→ GIVEN REQUEST
Reproduce all of the records that follow, character for character.

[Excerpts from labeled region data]
◆ ◆ ◆ ◆ ◆

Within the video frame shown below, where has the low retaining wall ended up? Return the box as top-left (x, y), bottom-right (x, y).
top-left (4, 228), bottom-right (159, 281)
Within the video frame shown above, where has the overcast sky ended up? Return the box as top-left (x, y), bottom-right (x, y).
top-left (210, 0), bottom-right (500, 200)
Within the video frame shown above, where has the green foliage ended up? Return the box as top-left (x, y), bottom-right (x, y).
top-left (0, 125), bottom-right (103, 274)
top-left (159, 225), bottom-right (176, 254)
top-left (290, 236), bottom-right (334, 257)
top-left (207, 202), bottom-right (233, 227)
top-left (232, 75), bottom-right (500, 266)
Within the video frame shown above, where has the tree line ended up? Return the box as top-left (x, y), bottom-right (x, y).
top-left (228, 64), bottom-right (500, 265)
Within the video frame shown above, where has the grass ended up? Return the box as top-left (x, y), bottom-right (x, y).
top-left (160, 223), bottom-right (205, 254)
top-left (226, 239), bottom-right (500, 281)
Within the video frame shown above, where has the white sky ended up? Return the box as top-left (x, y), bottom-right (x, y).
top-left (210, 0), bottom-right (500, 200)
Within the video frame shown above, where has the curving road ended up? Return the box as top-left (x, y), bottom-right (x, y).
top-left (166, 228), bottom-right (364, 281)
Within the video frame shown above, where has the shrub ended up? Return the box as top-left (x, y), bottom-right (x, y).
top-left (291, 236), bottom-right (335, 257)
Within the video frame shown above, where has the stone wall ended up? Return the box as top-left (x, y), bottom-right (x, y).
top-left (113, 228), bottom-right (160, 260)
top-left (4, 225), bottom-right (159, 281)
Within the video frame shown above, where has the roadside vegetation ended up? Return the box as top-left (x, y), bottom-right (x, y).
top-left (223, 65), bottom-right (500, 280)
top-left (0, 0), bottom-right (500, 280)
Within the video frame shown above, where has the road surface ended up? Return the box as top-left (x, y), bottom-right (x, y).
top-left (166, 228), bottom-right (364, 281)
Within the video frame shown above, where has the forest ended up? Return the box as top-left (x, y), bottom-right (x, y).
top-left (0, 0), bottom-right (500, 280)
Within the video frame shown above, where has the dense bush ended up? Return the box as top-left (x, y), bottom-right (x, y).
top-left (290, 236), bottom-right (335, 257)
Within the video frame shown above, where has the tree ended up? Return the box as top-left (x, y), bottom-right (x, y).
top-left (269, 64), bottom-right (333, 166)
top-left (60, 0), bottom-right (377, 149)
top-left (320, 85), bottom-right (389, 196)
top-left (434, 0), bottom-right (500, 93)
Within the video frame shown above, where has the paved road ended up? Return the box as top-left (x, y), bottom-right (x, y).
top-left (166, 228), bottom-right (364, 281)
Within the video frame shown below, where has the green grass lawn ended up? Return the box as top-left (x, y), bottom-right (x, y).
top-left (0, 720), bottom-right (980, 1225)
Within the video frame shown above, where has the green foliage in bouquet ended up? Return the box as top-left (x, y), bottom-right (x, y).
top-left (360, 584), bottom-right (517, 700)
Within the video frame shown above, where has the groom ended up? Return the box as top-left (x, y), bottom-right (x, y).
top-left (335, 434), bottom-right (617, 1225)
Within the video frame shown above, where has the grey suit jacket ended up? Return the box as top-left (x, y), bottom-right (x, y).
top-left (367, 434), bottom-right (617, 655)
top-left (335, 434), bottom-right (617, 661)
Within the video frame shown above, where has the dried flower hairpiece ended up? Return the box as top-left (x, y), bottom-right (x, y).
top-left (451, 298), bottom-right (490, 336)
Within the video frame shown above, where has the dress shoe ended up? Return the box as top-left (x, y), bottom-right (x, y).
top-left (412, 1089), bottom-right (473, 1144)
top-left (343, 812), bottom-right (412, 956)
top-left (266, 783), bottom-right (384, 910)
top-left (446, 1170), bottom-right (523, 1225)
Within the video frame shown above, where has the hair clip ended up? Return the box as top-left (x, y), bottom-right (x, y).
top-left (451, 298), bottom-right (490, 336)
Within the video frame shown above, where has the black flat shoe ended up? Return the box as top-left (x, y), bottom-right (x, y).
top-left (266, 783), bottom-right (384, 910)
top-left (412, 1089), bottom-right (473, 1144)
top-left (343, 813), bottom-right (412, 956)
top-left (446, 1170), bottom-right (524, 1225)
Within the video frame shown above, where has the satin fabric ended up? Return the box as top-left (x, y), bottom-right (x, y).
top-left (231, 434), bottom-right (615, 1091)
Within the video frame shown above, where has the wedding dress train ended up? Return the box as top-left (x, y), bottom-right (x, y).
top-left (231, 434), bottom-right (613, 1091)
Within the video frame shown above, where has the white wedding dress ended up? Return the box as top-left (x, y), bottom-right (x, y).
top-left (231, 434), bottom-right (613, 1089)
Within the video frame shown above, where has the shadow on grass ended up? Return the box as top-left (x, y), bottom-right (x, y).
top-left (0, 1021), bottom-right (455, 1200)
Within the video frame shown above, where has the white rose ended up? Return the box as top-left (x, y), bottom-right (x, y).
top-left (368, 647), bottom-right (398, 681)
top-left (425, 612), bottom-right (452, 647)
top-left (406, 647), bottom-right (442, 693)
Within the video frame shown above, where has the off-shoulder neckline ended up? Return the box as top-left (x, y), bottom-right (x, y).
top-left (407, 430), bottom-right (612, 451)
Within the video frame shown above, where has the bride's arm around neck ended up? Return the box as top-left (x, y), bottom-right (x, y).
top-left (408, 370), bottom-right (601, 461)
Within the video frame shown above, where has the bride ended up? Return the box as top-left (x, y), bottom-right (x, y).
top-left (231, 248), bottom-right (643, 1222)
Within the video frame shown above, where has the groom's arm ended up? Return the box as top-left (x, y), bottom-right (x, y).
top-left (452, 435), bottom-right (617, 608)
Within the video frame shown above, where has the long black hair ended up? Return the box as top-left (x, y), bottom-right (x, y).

◆ ◆ ◆ ◆ ◆

→ SOLUTION
Within the video frame shown below, where has the low retaining wall ended up? Return the box as top-left (x, y), bottom-right (x, y).
top-left (4, 228), bottom-right (159, 281)
Within the video frame shown above, where has the overcast sky ended up? Return the box as top-left (x, y), bottom-right (x, y).
top-left (210, 0), bottom-right (500, 200)
Within the video frame shown above, where has the green foliage ended up? Return the box as top-left (x, y), bottom-right (x, y).
top-left (0, 125), bottom-right (103, 274)
top-left (159, 225), bottom-right (176, 254)
top-left (290, 236), bottom-right (334, 257)
top-left (207, 202), bottom-right (233, 227)
top-left (232, 75), bottom-right (500, 266)
Within the video frame shown above, where has the tree line ended up? Return the box as top-left (x, y), bottom-right (x, y).
top-left (228, 64), bottom-right (500, 265)
Within the video frame shown above, where has the grass ended up? Return the box as top-left (x, y), bottom-right (x, y).
top-left (160, 223), bottom-right (205, 254)
top-left (226, 239), bottom-right (500, 281)
Within the video frame shown above, where has the white sky ended up? Return the box as top-left (x, y), bottom-right (x, y).
top-left (210, 0), bottom-right (500, 200)
Within the video frame shown above, where has the curving road ended up? Return the box as top-left (x, y), bottom-right (x, y).
top-left (166, 228), bottom-right (364, 281)
Within the video frame shown above, where has the shrub ended up? Return the box as top-left (x, y), bottom-right (x, y).
top-left (291, 236), bottom-right (335, 257)
Within the video frame shown above, where has the stone wall ended up? Return the box as top-left (x, y), bottom-right (x, y).
top-left (113, 228), bottom-right (160, 260)
top-left (4, 225), bottom-right (159, 281)
Within the video frame shown above, where has the roadside vegetation ended up? Return the box as top-left (x, y), bottom-right (x, y).
top-left (223, 65), bottom-right (500, 280)
top-left (0, 0), bottom-right (500, 280)
Within the video frame shown above, where has the road surface ended up? Return the box as top-left (x, y), bottom-right (x, y).
top-left (166, 228), bottom-right (364, 281)
Within the video frame shown above, where has the forest ended up? Return the box as top-left (x, y), bottom-right (x, y).
top-left (0, 0), bottom-right (500, 280)
Within the video frame shown above, where has the dense bush ended up? Return the box as top-left (x, y), bottom-right (x, y).
top-left (290, 236), bottom-right (335, 257)
Within the video frame shown above, where has the tree ended up? Return the box as top-left (x, y), bottom-right (x, y).
top-left (269, 64), bottom-right (333, 166)
top-left (60, 0), bottom-right (377, 149)
top-left (320, 85), bottom-right (389, 196)
top-left (434, 0), bottom-right (500, 93)
Within the video frame shown above, where has the paved road ended up? Return the box as top-left (x, y), bottom-right (x, y).
top-left (166, 228), bottom-right (364, 281)
Within the video frame shown below, where has the green grass lawn ended up? Return the box as top-left (x, y), bottom-right (x, y).
top-left (0, 720), bottom-right (980, 1225)
Within the video frame shown above, where has the green foliage in bouquet ended up? Return the box as top-left (x, y), bottom-right (x, y).
top-left (360, 584), bottom-right (517, 700)
Within the video frame shown above, where has the groom ended up? Return the box as top-left (x, y), bottom-right (x, y).
top-left (335, 434), bottom-right (617, 1225)
Within the video frame shown above, where has the grey suit jacket ended up? Return the box as top-left (x, y), bottom-right (x, y).
top-left (367, 434), bottom-right (617, 655)
top-left (335, 434), bottom-right (617, 661)
Within the video frame shown above, where has the dried flower hairpiece ended up? Return the box as top-left (x, y), bottom-right (x, y).
top-left (451, 298), bottom-right (490, 336)
Within the video frame shown above, where has the dress shoe ended up? Return the box as top-left (x, y), bottom-right (x, y).
top-left (412, 1089), bottom-right (473, 1144)
top-left (343, 812), bottom-right (412, 956)
top-left (266, 783), bottom-right (384, 910)
top-left (446, 1170), bottom-right (523, 1225)
Within the video frame shown above, where has the hair clip ended up? Return the box as top-left (x, y), bottom-right (x, y).
top-left (451, 298), bottom-right (490, 336)
Within the video frame shown above, where has the black flat shoe ended up? Return the box as top-left (x, y), bottom-right (x, y).
top-left (266, 783), bottom-right (384, 910)
top-left (412, 1089), bottom-right (473, 1144)
top-left (343, 813), bottom-right (412, 956)
top-left (446, 1170), bottom-right (524, 1225)
Within the video frame shown above, where has the satin fabric ended up? Return the box as top-left (x, y), bottom-right (x, y).
top-left (231, 434), bottom-right (615, 1091)
Within the video frame shown above, where has the wedding dress train ended up? Return the box as top-left (x, y), bottom-right (x, y).
top-left (231, 434), bottom-right (613, 1091)
Within the video frame shown above, where has the white wedding dress ended up? Return the box as top-left (x, y), bottom-right (x, y).
top-left (231, 434), bottom-right (613, 1089)
Within the video frame shown above, where has the shadow on grass ended up? Return the box as top-left (x, y), bottom-right (x, y).
top-left (0, 1021), bottom-right (455, 1200)
Within the video frame shown above, where has the white rose ended up? Return the box as top-left (x, y), bottom-right (x, y).
top-left (368, 647), bottom-right (398, 681)
top-left (425, 612), bottom-right (452, 647)
top-left (406, 647), bottom-right (442, 693)
Within the video frame shown above, where has the off-shoulder neckline ended up? Return the box as top-left (x, y), bottom-right (x, y).
top-left (407, 430), bottom-right (612, 451)
Within the video frame shown above, where has the bride's arm around neck ended up? Return the box as top-left (x, y), bottom-right (x, y).
top-left (408, 370), bottom-right (601, 461)
Within the video frame shown above, where has the bride ended up? Return the box as top-left (x, y), bottom-right (x, y).
top-left (231, 248), bottom-right (643, 1222)
Within the video frame shown above, where has the groom's arm ended up? Return the box as top-left (x, y), bottom-right (x, y).
top-left (452, 435), bottom-right (617, 608)
Within the video frame shown above, where has the long black hair ended up? Return the box as top-left (x, y), bottom-right (x, y).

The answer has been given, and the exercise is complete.